Pointing dataset data
++++

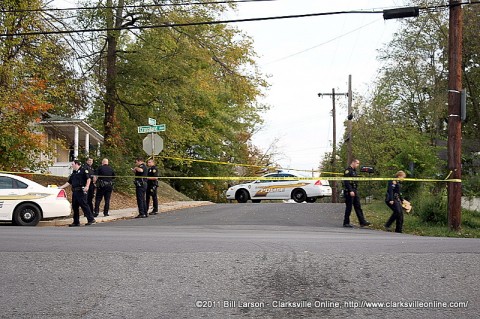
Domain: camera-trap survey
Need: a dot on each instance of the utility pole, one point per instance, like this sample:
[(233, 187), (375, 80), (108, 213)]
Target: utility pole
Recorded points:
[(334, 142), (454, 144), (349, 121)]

++++

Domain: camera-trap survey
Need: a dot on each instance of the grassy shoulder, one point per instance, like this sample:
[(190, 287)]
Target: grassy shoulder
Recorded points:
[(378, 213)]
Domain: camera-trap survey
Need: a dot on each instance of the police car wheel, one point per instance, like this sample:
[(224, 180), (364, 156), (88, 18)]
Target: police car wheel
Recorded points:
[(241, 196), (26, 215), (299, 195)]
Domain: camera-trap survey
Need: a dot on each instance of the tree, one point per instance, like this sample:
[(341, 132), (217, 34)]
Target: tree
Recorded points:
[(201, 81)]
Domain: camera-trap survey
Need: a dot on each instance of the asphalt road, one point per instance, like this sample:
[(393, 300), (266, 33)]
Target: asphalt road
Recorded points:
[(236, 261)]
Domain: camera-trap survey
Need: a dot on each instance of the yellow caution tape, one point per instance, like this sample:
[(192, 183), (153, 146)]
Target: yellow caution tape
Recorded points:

++++

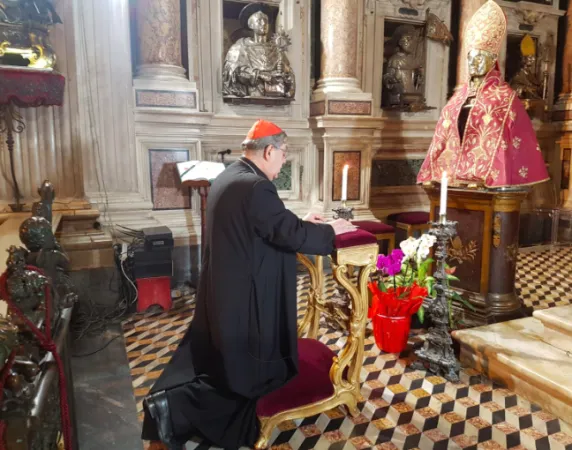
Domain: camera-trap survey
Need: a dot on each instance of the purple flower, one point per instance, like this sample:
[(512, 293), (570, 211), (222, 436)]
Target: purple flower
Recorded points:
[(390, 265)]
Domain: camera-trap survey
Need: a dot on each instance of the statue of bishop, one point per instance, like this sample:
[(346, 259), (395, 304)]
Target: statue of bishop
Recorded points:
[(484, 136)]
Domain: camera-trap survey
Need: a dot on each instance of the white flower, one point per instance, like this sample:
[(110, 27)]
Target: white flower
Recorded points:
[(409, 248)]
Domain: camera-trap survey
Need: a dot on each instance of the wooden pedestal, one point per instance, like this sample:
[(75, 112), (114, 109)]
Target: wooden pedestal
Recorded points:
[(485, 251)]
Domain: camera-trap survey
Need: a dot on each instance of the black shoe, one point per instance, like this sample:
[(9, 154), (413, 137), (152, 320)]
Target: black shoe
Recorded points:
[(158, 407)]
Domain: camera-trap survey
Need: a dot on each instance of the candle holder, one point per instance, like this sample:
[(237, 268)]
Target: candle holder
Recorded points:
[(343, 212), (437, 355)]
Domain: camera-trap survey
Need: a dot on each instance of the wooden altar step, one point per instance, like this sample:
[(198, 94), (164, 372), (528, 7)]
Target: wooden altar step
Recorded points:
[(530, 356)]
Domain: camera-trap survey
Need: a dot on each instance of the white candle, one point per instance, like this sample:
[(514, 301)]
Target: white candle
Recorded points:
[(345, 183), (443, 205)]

++++

▶ _Requirement_:
Which lines of the data above contain the word "candle"? Pull out and copy each of those lines, treating case as significant.

▶ _Solution_:
Need: a dot on each instance of the candle holder, one point per instance, like this sample:
Target: candle holder
Need: a dot on each instance of the white candle, one point per instance, like this sample:
Target: white candle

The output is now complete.